** start of DATASET **
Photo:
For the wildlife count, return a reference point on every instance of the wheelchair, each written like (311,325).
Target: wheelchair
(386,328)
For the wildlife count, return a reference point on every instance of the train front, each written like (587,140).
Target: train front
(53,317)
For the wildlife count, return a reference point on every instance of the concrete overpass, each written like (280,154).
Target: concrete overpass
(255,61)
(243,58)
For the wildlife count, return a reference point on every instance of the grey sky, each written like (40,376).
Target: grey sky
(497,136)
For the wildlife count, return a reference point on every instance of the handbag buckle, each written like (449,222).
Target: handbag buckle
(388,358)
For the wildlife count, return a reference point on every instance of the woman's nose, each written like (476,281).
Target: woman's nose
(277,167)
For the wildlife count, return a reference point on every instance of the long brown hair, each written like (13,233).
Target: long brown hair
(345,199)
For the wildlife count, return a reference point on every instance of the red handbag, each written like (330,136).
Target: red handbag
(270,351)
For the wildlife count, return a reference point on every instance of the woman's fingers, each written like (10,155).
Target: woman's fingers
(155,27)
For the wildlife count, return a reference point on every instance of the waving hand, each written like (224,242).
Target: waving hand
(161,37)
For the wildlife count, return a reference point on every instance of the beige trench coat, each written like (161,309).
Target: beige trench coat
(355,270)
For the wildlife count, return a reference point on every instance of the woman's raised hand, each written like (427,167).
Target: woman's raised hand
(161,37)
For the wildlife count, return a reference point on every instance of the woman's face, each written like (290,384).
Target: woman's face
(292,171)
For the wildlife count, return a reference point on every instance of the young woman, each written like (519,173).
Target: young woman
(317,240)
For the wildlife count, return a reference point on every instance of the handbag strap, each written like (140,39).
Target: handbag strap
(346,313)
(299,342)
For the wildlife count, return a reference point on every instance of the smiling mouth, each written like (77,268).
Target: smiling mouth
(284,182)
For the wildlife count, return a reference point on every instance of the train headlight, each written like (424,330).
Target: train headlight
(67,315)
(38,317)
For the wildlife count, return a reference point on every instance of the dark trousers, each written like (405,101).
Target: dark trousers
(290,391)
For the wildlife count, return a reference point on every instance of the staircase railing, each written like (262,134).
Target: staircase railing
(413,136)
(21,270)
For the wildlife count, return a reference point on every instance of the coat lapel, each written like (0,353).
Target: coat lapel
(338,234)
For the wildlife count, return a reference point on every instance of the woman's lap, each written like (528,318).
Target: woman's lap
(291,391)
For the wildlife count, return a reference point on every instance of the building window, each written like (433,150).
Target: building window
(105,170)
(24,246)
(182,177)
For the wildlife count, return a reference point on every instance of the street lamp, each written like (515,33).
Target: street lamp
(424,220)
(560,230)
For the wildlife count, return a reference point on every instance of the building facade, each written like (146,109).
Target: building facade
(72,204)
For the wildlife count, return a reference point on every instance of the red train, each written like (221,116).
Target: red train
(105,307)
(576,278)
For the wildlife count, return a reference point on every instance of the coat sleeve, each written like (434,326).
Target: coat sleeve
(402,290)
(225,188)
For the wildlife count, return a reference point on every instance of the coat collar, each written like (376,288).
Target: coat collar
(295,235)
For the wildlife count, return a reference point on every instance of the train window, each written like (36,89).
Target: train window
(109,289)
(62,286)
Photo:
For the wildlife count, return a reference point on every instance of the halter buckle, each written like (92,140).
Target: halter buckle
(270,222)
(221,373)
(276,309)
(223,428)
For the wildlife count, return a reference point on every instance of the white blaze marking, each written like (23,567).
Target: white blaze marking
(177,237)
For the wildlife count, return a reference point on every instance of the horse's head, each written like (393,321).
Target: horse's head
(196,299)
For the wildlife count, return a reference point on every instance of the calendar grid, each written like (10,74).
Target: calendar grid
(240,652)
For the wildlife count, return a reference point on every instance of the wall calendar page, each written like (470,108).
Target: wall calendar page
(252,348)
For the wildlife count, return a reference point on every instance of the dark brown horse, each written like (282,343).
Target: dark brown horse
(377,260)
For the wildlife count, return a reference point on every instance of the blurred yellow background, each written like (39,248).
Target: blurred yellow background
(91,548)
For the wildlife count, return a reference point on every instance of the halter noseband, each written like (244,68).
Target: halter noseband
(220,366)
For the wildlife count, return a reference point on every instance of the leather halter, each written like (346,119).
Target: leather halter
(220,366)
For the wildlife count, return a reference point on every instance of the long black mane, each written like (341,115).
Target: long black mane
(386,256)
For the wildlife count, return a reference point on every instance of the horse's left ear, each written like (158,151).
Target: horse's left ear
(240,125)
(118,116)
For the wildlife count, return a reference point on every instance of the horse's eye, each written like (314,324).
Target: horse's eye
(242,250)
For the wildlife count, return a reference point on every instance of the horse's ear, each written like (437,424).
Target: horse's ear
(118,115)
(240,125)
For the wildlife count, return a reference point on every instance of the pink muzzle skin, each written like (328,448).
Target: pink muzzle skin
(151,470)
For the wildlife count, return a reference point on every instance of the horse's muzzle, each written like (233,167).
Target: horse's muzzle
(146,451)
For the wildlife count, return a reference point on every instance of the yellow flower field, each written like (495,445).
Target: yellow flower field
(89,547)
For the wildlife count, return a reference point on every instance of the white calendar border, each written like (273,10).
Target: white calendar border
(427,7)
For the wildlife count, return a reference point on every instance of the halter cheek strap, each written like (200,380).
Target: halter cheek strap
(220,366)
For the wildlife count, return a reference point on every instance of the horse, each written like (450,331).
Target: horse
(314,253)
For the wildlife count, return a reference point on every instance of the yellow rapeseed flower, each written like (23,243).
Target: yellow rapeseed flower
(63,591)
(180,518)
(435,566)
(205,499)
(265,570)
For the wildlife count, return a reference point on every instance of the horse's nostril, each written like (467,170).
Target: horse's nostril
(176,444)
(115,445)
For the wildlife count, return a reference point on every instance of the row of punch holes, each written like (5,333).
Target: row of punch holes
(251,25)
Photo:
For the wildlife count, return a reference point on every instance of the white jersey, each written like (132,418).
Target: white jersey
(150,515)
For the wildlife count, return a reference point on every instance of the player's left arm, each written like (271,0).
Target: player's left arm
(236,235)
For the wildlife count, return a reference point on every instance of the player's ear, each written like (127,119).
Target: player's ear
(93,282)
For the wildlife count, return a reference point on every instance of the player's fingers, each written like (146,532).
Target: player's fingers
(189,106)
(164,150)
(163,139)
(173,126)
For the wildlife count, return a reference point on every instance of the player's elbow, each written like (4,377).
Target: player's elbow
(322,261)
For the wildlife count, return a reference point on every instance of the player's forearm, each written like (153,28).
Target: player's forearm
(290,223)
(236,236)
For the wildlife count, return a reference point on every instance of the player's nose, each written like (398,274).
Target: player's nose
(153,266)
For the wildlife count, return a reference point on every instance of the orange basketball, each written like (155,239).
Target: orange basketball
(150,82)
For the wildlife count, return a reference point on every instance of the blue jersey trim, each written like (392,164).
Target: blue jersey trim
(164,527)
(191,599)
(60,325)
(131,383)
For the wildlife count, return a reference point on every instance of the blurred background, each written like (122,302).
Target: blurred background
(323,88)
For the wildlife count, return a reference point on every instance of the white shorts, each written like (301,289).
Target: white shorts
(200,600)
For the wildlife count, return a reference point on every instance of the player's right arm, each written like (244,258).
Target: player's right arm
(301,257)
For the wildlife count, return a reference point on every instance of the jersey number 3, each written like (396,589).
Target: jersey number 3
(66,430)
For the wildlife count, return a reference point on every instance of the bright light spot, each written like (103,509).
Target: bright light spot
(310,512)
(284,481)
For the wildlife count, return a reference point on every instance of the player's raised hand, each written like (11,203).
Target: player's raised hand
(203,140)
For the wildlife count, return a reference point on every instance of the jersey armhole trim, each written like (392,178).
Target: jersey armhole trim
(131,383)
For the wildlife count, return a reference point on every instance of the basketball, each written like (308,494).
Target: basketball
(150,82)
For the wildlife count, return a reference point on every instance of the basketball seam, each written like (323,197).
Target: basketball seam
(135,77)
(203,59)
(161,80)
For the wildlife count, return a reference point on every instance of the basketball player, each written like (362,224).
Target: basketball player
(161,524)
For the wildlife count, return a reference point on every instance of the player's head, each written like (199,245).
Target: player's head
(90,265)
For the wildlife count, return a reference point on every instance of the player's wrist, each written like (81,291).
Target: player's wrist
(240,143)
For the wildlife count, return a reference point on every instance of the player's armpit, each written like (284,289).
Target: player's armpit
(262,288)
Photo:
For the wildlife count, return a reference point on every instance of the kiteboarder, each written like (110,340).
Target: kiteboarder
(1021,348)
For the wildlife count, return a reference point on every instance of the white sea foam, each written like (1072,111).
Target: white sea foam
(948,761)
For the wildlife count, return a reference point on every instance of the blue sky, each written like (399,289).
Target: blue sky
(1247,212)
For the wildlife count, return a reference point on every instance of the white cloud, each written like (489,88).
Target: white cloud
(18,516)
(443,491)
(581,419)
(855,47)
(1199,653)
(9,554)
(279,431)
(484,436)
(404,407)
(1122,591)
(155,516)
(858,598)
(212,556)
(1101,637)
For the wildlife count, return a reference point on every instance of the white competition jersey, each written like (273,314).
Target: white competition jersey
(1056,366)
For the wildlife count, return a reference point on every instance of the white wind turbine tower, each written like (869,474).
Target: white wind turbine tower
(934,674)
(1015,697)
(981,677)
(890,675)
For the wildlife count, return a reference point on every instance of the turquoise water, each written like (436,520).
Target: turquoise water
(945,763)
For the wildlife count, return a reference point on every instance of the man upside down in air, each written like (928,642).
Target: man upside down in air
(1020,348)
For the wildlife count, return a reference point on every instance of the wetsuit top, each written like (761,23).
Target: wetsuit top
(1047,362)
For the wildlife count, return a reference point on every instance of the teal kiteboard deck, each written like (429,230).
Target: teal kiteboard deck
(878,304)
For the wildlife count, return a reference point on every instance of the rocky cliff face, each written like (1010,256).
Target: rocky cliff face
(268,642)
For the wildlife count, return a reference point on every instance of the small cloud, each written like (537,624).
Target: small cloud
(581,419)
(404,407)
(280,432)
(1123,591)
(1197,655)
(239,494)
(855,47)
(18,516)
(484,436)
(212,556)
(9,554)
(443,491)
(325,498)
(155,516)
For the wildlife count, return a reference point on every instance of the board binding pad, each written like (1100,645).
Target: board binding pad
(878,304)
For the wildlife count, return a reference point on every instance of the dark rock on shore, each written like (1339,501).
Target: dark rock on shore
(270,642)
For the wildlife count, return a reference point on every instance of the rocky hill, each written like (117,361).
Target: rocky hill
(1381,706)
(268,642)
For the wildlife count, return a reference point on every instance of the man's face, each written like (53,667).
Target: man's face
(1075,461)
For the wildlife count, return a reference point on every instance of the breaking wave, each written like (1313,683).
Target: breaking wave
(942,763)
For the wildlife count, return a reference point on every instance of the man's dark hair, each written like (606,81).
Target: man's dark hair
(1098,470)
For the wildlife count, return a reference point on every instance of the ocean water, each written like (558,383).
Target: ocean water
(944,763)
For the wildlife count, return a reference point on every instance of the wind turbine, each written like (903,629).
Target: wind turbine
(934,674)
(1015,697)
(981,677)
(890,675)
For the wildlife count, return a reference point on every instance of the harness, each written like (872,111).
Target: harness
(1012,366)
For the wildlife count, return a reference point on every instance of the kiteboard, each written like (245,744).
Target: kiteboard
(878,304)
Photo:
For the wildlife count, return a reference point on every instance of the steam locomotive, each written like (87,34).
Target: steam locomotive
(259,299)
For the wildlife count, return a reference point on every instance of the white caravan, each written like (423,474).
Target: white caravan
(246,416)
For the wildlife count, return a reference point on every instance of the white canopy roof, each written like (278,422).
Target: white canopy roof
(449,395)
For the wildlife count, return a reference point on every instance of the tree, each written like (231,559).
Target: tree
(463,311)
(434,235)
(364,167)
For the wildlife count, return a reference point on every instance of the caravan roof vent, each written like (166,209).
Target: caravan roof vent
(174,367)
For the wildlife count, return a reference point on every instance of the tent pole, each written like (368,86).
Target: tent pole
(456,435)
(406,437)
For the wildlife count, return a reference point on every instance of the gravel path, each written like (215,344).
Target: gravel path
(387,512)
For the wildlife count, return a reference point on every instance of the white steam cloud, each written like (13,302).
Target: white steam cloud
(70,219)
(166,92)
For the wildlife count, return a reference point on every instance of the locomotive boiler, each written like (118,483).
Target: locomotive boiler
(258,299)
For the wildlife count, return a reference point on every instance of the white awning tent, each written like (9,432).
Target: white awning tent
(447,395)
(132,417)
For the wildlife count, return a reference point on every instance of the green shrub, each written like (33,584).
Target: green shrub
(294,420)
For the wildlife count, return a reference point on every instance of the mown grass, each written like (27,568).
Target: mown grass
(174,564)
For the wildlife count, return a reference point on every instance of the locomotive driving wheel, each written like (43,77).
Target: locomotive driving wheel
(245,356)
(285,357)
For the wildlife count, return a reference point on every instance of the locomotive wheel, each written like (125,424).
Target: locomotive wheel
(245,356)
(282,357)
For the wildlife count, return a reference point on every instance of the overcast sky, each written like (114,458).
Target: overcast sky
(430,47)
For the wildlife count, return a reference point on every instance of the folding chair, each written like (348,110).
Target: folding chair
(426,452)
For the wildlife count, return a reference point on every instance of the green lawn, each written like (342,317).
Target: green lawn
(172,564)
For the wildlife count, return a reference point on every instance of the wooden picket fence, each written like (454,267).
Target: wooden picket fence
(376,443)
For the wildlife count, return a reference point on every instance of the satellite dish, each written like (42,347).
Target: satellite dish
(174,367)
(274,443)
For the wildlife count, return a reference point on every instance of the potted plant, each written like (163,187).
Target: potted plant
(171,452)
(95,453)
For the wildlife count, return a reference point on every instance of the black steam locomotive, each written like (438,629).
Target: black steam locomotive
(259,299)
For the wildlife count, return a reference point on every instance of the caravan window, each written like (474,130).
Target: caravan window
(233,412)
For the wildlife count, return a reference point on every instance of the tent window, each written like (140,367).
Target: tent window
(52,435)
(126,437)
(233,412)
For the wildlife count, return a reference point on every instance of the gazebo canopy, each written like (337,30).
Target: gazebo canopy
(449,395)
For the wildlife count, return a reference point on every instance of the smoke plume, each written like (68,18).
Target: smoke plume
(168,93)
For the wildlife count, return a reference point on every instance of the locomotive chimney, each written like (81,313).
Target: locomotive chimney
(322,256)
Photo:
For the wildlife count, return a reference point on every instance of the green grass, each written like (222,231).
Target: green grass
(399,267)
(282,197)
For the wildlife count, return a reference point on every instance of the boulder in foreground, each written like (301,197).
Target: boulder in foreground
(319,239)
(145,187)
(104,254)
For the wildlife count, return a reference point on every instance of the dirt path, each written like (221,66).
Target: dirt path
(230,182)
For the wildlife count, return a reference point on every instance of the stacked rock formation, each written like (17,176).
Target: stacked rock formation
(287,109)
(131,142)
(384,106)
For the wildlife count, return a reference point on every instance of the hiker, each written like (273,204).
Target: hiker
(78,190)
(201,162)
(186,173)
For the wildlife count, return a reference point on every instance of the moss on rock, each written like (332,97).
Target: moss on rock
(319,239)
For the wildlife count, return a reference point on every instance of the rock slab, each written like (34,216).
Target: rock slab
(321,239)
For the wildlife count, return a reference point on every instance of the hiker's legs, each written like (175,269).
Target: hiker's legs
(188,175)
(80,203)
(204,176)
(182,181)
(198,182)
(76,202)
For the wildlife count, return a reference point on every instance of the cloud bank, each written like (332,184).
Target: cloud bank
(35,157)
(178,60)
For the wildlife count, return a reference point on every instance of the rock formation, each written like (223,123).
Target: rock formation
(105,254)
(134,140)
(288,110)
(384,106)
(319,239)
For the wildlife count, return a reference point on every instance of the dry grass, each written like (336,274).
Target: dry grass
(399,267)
** end of DATASET **
▶ _AIM OF THE EXERCISE_: Give again only the lines starting at the one that contains "written like (273,204)." and running to the end of the data.

▶ _EXERCISE OUTPUT_:
For the wildlife count, return a reference point on every instance of the hiker, each written like (273,204).
Target: hiker
(78,190)
(201,162)
(186,173)
For the wildlife count, return a reference point on every instance of the moss on rock, each written like (332,97).
Target: moss on rock
(319,239)
For the wildlife count, return a reference point on every instance of the rock slab, each written like (34,216).
Target: rock slab
(321,239)
For the wildlife count, return a reference point on every instance of the hiker's legs, each written like (175,269).
Target: hiker's legs
(188,175)
(80,203)
(204,176)
(182,181)
(198,182)
(76,202)
For the wildlife count, return a reference point on every instance of the cloud bank, each written like (332,184).
Target: cloud bank
(35,157)
(178,60)
For the wildlife count, return a reference point on every instance of the rock formation, each written like (223,123).
Target: rock formation
(105,254)
(134,140)
(288,110)
(384,106)
(319,239)
For the wildlife count, return a reference point on every instance of the dry grass, each written like (336,274).
Target: dry grass
(399,267)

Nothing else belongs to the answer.